═══ PASSAGE GIVEN

I know there's a lot of questions here, but what is most important is that I want to automate the development process (not the coding, but the managing of the code), and the deployment process, and I want to make it as simple as possible to use. I don't care if the setup is a bit of work, cause I got enough time at hand to setup whatever system that fits our needs, but the other devs should not have to do a lot of setup. If all of the machines that should use the system needs to be setup once, that's no problem at all, cause I can do that, but there shouldn't bee any need to do config and setups as we go.
Now, do any of you have any suggestions to what systems to use/how to use them, in order to simplify the described processes above? I've worked with several types of scm-systems before (GIT, HG and SubVersion), but I don't have any experience with build-systems at all (if that is needed). Articles, and discussion on how to efficiently setup systems like this would be greatly appreciated. In advance, thanks.

This is pretty subjective territory, but I think you need to get some easy wins first. The developers who are "stuck up in there ways" are the main roadblock here. They are going to see change as disruptive and not worth it. You need to slowly and carefully go for the easy wins.
First, TFS is probably not going to be a good choice. It's expensive, heavy, and the source control in TFS is pretty lousy. Go for Subversion: it's easy to setup and easy to use, and it's free. Get that in place first, and get the devs using it. Much easier said than done.
Later (possibly much later), once the devs are using it and couldn't imagine life without a VCS, then you could switch to Hg or Git if you need first class branching and all those other nice features.
Once you have Subversion in place, you can use something like JetBrains TeamCity or Jenkins, both of which are free and easy to use. However, I'm just assuming you don't have a lot of tests and build scripts that the CI server is really going to be running, so it's far more important that you get VCS first. In all things: keep it as simple as possible. Baby steps. Get some wins, build trust, repeat.

I can't even begin to think where to begin with this! Intending no offense directed at you, apart from the mention of git and HG, this post could have been written 10 years ago.
1) Source control - How can a team of developers possibly work effectively without some form of source control? Hell, even if it's Visual Source Safe (* shudder *) at least it would be something. You have to insist that the team implement source control. You know what's available so I won't get into preaching about that. (However, Subversion with TortoiseSVN has worked quite well for me.)
2)
"write the file he changed into a
word-document and include a small
description as of what was changed and
why"
You have got to be kidding... What happens if two developers change the same file? Does the lead then have to manually merge two changes that s/he extracts from the word doc? Please see #1 and explain to them how commit comments work.

══════
═══ ROWS

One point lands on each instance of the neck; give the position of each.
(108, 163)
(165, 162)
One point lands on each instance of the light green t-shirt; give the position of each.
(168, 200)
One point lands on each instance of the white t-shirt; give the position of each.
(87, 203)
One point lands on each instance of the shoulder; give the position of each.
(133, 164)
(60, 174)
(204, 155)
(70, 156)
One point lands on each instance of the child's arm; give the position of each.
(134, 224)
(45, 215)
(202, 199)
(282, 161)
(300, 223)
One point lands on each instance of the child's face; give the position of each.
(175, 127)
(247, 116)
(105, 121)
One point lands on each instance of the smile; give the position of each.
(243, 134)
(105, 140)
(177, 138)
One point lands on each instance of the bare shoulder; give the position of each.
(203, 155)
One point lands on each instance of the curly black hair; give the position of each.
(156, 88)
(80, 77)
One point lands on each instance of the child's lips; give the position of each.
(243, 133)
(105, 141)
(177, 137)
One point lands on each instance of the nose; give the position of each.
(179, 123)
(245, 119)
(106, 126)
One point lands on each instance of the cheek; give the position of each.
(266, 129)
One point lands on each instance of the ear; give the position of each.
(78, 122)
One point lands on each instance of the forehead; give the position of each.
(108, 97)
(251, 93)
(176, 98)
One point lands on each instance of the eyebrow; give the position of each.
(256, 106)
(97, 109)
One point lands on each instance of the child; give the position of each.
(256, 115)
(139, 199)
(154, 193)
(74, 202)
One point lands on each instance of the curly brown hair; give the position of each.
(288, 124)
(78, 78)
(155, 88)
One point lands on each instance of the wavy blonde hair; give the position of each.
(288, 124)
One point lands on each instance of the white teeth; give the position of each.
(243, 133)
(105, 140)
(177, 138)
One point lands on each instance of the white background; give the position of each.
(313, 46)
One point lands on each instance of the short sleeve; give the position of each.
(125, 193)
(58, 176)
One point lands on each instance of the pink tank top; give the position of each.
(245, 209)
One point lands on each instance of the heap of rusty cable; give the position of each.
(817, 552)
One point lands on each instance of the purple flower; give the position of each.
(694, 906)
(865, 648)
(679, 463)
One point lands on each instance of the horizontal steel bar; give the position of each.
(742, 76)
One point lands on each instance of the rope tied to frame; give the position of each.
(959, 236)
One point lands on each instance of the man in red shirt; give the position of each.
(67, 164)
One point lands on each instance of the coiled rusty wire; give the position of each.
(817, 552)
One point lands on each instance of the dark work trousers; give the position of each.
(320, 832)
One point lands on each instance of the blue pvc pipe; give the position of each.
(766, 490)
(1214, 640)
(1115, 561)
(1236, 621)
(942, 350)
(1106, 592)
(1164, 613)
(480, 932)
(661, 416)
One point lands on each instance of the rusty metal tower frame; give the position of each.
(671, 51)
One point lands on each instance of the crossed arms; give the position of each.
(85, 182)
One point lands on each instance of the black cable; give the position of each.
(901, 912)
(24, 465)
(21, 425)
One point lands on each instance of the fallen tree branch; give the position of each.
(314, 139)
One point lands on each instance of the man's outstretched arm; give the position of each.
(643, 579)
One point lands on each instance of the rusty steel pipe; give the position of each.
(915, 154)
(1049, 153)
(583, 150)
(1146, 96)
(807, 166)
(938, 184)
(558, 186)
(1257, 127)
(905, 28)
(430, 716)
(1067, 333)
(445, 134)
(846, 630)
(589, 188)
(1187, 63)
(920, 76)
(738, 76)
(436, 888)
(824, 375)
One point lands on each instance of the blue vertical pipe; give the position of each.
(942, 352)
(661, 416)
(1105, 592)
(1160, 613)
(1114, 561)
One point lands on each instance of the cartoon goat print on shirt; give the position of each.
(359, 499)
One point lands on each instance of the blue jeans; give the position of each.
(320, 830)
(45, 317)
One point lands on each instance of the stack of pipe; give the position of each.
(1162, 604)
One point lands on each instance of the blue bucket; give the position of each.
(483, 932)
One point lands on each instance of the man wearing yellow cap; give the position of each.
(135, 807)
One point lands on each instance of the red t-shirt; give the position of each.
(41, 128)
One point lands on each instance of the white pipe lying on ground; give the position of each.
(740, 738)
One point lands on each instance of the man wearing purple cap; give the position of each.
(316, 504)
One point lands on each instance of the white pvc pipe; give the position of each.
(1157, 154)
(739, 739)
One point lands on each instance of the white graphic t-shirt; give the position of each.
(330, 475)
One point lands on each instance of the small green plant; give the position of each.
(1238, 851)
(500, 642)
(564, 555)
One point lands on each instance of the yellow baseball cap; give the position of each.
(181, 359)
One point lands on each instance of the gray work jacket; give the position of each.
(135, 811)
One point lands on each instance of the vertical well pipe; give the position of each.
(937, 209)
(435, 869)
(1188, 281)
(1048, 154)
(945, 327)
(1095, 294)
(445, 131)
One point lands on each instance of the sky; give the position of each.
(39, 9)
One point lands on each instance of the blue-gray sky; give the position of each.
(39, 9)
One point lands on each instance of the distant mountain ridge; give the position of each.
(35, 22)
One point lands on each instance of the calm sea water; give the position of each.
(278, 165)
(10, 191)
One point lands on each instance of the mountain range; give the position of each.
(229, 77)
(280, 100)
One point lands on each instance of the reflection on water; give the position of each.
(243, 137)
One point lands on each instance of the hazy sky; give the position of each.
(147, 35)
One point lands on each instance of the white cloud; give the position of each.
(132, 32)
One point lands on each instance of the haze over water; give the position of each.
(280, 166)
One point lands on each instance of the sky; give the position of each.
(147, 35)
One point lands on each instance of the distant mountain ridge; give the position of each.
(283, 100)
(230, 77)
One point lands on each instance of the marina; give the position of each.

══════

**TASKS TO COMPLETE**
1. Restate the forum thread on managing code between "I can't even" and "well for me.)", inclusive, replacing "TortoiseSVN" with "a graphical client".
2. Answer these questions from the forum thread on managing code:
(a) Which three source control systems has the person asking for advice worked with before?
(b) Which two CI servers does the first reply name as free and easy to use?
(c) In the last reply, what has worked quite well alongside Subversion?

**RESPONSES PER TASK**
1.
I can't even begin to think where to begin with this! Intending no offense directed at you, apart from the mention of git and HG, this post could have been written 10 years ago.
1) Source control - How can a team of developers possibly work effectively without some form of source control? Hell, even if it's Visual Source Safe (* shudder *) at least it would be something. You have to insist that the team implement source control. You know what's available so I won't get into preaching about that. (However, Subversion with a graphical client has worked quite well for me.)

2.
(a) GIT, HG and SubVersion.
(b) JetBrains TeamCity and Jenkins.
(c) TortoiseSVN.